TASK. Return every entry exactly as written.

STORED RECORDS.
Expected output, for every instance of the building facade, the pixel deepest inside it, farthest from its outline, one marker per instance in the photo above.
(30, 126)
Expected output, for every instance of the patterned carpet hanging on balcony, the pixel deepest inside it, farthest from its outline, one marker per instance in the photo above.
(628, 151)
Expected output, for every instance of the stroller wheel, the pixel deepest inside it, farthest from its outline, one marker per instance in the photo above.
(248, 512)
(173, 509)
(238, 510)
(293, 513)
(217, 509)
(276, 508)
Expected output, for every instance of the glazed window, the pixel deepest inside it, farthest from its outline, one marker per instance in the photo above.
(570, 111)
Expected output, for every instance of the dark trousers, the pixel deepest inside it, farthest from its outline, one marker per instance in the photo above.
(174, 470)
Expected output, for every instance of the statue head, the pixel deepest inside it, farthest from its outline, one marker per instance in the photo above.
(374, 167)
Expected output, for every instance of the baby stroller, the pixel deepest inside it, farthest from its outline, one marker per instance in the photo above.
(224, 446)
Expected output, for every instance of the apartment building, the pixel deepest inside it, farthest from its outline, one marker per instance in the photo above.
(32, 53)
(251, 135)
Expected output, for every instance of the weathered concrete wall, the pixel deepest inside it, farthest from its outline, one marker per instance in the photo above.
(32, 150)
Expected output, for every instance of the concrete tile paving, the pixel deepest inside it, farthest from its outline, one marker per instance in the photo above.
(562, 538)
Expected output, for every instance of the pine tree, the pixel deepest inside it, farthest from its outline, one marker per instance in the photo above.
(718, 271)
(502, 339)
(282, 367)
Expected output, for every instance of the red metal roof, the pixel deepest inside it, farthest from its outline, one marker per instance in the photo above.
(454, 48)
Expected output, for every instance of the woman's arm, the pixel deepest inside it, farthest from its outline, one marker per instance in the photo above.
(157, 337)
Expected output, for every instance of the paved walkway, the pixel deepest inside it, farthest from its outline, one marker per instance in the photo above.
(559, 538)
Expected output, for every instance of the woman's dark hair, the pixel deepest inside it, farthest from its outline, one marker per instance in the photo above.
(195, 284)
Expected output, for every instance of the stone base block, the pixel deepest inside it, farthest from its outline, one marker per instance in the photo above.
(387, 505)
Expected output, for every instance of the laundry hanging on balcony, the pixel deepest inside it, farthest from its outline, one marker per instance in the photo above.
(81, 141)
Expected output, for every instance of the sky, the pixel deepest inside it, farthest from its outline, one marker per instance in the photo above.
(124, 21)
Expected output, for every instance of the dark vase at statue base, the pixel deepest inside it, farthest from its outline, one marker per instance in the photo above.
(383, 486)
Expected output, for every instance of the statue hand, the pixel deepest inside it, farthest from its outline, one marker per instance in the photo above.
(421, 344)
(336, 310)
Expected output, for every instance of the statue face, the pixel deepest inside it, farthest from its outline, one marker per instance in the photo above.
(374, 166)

WRITTEN RESPONSE.
Expected output, for every instance of the building facade, the pixel deepest inside it, farthest from its outline, one marker per instance in the photo above.
(30, 126)
Expected output, for every instance of the patterned carpet hanging on balcony, the pixel deepest inside it, farthest from its outline, one marker per instance in the photo above.
(628, 151)
Expected output, for every instance of the stroller wheel, the pixel deepest inside it, farthest from its outline, one marker per instance in the photo above.
(248, 512)
(173, 509)
(238, 510)
(293, 513)
(217, 509)
(276, 508)
Expected output, for every instance of the glazed window, the pixel deepest inside it, farthest from its outline, one marker per instance in the photo above.
(570, 111)
Expected output, for every instance of the dark trousers, the pixel deepest inside it, farthest from its outline, one marker per instance in the photo above.
(174, 470)
Expected output, for every instance of the statue head, the pixel deepest inside it, farthest from its outline, one marker per instance in the photo above.
(374, 167)
Expected output, for every instance of the baby stroller, the pixel deepest inside it, farthest from its outline, one marker per instance in the photo above.
(224, 446)
Expected output, for every instance of the apartment building, the pixel deepest inside it, farthest from its outline, one marker per instance in the photo above.
(32, 53)
(251, 135)
Expected output, for every instance of the weathered concrete wall, the pixel deepest inside it, farthest from its outline, one marker per instance in the photo above.
(32, 150)
Expected output, for every instance of the concrete tile paving, the pixel deepest inside it, farthest from its outline, one marker per instance in the photo above.
(562, 538)
Expected output, for every instance of the pine tree, the pixel deepest inside it, farthest from its outline, one marker per instance in the photo above.
(718, 271)
(502, 339)
(282, 367)
Expected output, for every instance of the red metal roof, the pixel deepest inside it, farthest from its outline, one marker per instance in the photo above.
(454, 48)
Expected output, for every instance of the woman's arm, the pixel deepest inside it, farthest from its outline, one marker per instance in the photo above.
(157, 337)
Expected output, for every instance of the paved walkway, the pixel deepest inside it, farthest from its outline, one marker per instance in the photo above.
(559, 538)
Expected output, for every instance of the woman's dark hair, the pixel deepest inside it, farthest from its outline, one marker per instance in the photo above.
(195, 284)
Expected output, for every instance of the stone base block, the pixel deepest inside it, farthest from its outline, one marker per instance in the photo above.
(387, 505)
Expected output, for every instance of the laundry hanging on balcony, the pixel deepest inside it, farthest from its outline, one marker per instance in the photo above.
(81, 141)
Expected output, for every instance of the sky, the pixel deepest inside it, farthest from its outline, one marker per instance in the photo above.
(124, 21)
Expected output, for every instance of the dark vase at statue base, the pixel deepest inside it, farthest from its outline, one marker per instance in the photo above.
(383, 486)
Expected output, for every instance of the statue hand, the pixel deepest inside it, farthest from its outline, one marker per instance in the photo above.
(421, 344)
(336, 310)
Expected output, for every instance of the statue face, the pixel deepest inside it, farthest from its outline, one marker per instance in the photo above.
(374, 166)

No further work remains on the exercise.